--- Directions for this task ---
Print the entries below again exactly as they stand, but skip any picture.
── Provided data ──
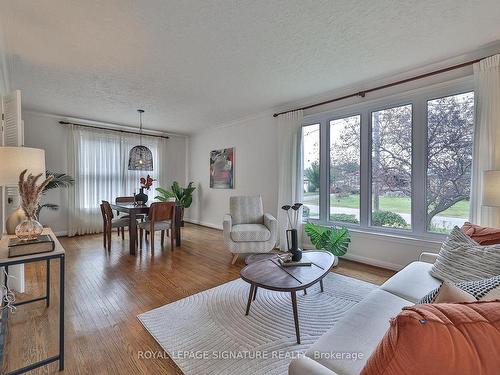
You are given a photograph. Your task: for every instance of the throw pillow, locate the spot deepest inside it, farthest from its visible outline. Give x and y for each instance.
(449, 293)
(462, 259)
(448, 338)
(483, 290)
(482, 235)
───
--- Response to the task ---
You are given a photograph. Your task: for every instance of the throw pillow, locate the spot deepest inside it, farthest from its visible outline. Give x and y for each instance.
(449, 293)
(462, 259)
(448, 338)
(483, 290)
(482, 235)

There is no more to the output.